Records excerpted from a collection

(begin)

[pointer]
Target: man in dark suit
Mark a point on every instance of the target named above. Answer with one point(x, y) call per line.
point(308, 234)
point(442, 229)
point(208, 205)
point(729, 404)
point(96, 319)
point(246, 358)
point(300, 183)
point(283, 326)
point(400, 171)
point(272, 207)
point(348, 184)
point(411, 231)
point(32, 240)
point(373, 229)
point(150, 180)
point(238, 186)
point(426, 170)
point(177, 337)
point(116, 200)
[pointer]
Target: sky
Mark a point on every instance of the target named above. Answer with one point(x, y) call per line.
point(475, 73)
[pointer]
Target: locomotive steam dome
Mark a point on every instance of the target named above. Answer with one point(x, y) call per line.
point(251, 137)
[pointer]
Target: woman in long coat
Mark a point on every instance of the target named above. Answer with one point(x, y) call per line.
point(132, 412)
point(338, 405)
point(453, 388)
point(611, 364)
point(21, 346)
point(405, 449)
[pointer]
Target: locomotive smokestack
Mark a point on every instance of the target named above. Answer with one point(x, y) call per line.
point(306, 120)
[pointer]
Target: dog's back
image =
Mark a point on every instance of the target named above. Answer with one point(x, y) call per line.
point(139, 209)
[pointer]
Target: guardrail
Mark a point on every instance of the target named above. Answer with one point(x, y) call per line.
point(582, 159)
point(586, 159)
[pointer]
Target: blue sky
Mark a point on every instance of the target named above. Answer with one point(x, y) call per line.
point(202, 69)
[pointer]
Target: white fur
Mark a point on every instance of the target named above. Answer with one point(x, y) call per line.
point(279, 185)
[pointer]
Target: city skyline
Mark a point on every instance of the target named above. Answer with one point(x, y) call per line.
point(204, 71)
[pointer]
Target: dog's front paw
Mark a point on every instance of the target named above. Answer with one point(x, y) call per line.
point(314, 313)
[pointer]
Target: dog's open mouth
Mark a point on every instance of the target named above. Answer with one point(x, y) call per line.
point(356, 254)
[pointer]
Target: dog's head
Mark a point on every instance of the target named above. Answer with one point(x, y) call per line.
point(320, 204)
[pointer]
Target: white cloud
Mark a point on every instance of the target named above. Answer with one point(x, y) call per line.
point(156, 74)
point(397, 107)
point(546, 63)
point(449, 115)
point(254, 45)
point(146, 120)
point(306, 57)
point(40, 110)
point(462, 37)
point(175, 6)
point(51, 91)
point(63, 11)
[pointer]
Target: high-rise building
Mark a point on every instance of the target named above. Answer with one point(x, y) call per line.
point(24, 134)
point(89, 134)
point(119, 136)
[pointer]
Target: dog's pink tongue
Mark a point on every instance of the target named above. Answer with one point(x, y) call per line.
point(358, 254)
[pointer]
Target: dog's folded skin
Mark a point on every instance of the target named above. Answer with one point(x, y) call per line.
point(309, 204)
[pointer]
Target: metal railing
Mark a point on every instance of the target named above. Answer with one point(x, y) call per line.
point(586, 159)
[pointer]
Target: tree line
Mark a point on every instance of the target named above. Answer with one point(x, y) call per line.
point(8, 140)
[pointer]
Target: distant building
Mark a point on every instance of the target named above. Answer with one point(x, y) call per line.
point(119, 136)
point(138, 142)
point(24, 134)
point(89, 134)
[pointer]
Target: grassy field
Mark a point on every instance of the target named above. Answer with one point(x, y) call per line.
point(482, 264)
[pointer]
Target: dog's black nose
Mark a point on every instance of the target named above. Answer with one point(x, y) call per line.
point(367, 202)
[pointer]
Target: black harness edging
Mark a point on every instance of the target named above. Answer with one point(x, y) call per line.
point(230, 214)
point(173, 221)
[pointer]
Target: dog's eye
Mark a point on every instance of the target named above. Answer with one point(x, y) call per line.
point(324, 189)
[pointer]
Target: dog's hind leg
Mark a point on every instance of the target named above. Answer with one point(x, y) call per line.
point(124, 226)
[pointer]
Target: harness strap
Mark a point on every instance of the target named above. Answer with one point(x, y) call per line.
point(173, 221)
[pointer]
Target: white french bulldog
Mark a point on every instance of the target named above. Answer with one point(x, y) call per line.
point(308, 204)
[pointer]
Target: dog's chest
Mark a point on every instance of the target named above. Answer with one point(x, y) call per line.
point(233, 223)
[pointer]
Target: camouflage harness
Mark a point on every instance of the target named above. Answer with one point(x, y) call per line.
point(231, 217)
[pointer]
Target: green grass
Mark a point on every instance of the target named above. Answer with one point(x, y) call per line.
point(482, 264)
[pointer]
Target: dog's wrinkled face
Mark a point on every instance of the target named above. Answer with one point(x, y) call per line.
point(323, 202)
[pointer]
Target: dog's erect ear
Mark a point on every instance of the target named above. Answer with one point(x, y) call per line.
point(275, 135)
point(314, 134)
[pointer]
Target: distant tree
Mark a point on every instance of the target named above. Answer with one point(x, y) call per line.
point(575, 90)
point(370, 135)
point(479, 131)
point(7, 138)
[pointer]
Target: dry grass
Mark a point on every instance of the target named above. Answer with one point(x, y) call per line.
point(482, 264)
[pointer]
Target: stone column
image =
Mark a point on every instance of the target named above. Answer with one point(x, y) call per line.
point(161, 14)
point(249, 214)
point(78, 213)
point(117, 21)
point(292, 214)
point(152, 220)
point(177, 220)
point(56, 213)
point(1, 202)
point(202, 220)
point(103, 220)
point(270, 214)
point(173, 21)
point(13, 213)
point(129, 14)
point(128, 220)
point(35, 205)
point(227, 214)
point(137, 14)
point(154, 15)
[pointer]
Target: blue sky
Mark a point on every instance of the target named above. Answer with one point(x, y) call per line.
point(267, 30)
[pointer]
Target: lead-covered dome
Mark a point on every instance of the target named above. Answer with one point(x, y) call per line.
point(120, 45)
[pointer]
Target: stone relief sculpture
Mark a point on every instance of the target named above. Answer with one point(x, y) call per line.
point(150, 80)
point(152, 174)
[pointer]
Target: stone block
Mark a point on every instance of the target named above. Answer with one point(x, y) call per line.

(end)

### Required task
Please return every line of the listing above verbatim, with nothing changed.

### Response to the task
[pointer]
Target: man in dark suit
Mark a point on every instance of the target named above. Answer with one point(x, y) call per line.
point(308, 234)
point(442, 229)
point(208, 205)
point(729, 404)
point(96, 319)
point(246, 358)
point(300, 183)
point(283, 326)
point(400, 171)
point(272, 207)
point(348, 184)
point(411, 231)
point(32, 240)
point(373, 229)
point(150, 180)
point(238, 186)
point(426, 170)
point(177, 337)
point(116, 200)
[pointer]
Target: sky
Mark a point on every instance of the target named above. Answer with one point(x, y) call per line.
point(475, 73)
[pointer]
Target: locomotive steam dome
Mark a point on every instance of the target named above. Answer with one point(x, y) call per line.
point(251, 137)
[pointer]
Target: woman in long coat
Mark a point on every instance of the target named above. Answer with one point(x, y) call per line.
point(132, 412)
point(338, 405)
point(453, 388)
point(611, 364)
point(21, 346)
point(405, 449)
[pointer]
Target: locomotive smokestack
Mark a point on every instance of the target named above. Answer with one point(x, y) call per line.
point(306, 120)
[pointer]
Target: dog's back
image =
Mark a point on every instance of the target named above. Answer with one point(x, y) call per line.
point(139, 209)
[pointer]
Target: guardrail
Mark a point on every instance of the target named above. Answer with one point(x, y) call per line.
point(582, 159)
point(586, 159)
[pointer]
Target: blue sky
Mark a point on every instance of the target named above. Answer with one point(x, y) call per line.
point(202, 69)
[pointer]
Target: white fur
Mark a point on every instance of the target named above. Answer with one point(x, y) call per line.
point(279, 185)
[pointer]
Target: city skyline
Mark a point on every instance of the target named above. Answer with one point(x, y) call per line.
point(204, 71)
[pointer]
Target: dog's front paw
Mark a point on every instance of the target named above. Answer with one point(x, y) call per line.
point(314, 313)
[pointer]
Target: dog's open mouth
Mark a point on every instance of the target named above. Answer with one point(x, y) call per line.
point(356, 254)
[pointer]
Target: dog's head
Mark a point on every instance of the target named above. Answer with one point(x, y) call per line.
point(320, 204)
[pointer]
Target: white cloud
Mark a point on every instance of the target named above. Answer with one point(x, y) call per line.
point(156, 74)
point(397, 107)
point(546, 63)
point(449, 115)
point(254, 45)
point(146, 120)
point(306, 57)
point(40, 110)
point(462, 37)
point(175, 6)
point(51, 91)
point(63, 11)
[pointer]
Target: high-rise building
Mark a point on every instance of the target named above. Answer with one point(x, y) call per line.
point(24, 134)
point(89, 134)
point(119, 136)
[pointer]
Target: dog's pink tongue
Mark a point on every instance of the target named above. Answer with one point(x, y) call per line.
point(358, 254)
[pointer]
Target: dog's folded skin
Mark a point on every instance of the target named above. Answer with one point(x, y) call per line.
point(309, 204)
[pointer]
Target: metal railing
Mark a point on every instance of the target named above. Answer with one point(x, y) call per line.
point(586, 159)
[pointer]
Target: tree line
Mark a point on every instance of the target named above. Answer with one point(x, y) call per line.
point(8, 140)
[pointer]
Target: distant building
Mark a point on every instance of the target named above. Answer with one point(x, y) call per line.
point(119, 136)
point(138, 142)
point(24, 134)
point(89, 134)
[pointer]
Target: grassy field
Mark a point on every instance of the target named above. Answer with one point(x, y) call per line.
point(482, 264)
[pointer]
Target: dog's black nose
Mark a point on every instance of the target named above. Answer with one point(x, y) call per line.
point(367, 202)
[pointer]
Target: black harness edging
Mark a point on every instance of the target named above. Answer with one point(x, y) call per line.
point(230, 214)
point(173, 221)
[pointer]
Target: dog's eye
Mark a point on every instance of the target named above. Answer with one point(x, y) call per line.
point(324, 189)
[pointer]
Target: dog's hind leg
Mark a point on every instance of the target named above. Answer with one point(x, y) call per line.
point(124, 226)
[pointer]
Target: harness strap
Mark a point on every instance of the target named above. Answer with one point(x, y) call per line.
point(173, 221)
[pointer]
Target: white french bulldog
Mark a point on every instance of the target named above. Answer with one point(x, y) call per line.
point(308, 204)
[pointer]
Target: dog's chest
Mark a point on every instance of the target named above. Answer with one point(x, y) call per line.
point(233, 223)
[pointer]
Target: camouflage harness
Mark a point on every instance of the target named above. Answer with one point(x, y) call per line.
point(231, 217)
[pointer]
Target: green grass
Mark a point on every instance of the target named above. Answer with one point(x, y) call per line.
point(482, 264)
[pointer]
Target: dog's wrinkled face
Mark a point on every instance of the target named above. Answer with one point(x, y) call per line.
point(323, 202)
[pointer]
Target: dog's erect ear
Mark a point on every instance of the target named above. Answer with one point(x, y) call per line.
point(275, 135)
point(314, 134)
[pointer]
Target: distant tree
Mark a point on every instance of the target named above. Answer with one point(x, y) call per line.
point(575, 90)
point(370, 135)
point(479, 131)
point(7, 138)
[pointer]
Target: dry grass
Mark a point on every instance of the target named above. Answer with one point(x, y) call per line.
point(482, 264)
[pointer]
Target: stone column
image =
Mark a point on every instance of the target named above. Answer with one point(x, y) call per line.
point(161, 14)
point(249, 214)
point(78, 213)
point(117, 21)
point(292, 214)
point(152, 220)
point(177, 220)
point(56, 213)
point(1, 202)
point(202, 220)
point(103, 220)
point(270, 214)
point(173, 21)
point(13, 213)
point(129, 14)
point(128, 220)
point(35, 205)
point(227, 214)
point(137, 14)
point(154, 15)
[pointer]
Target: blue sky
Mark a point on every instance of the target named above. Answer with one point(x, y) call per line.
point(267, 30)
[pointer]
Target: lead-covered dome
Mark a point on every instance of the target named above. Answer with one point(x, y) call per line.
point(120, 45)
[pointer]
Target: stone relief sculpture
Mark a point on every instance of the target named above. Answer with one point(x, y) call per line.
point(150, 80)
point(152, 174)
[pointer]
Target: stone block
Mark a point on every instance of the target named above. Answer with one point(x, y) call per line.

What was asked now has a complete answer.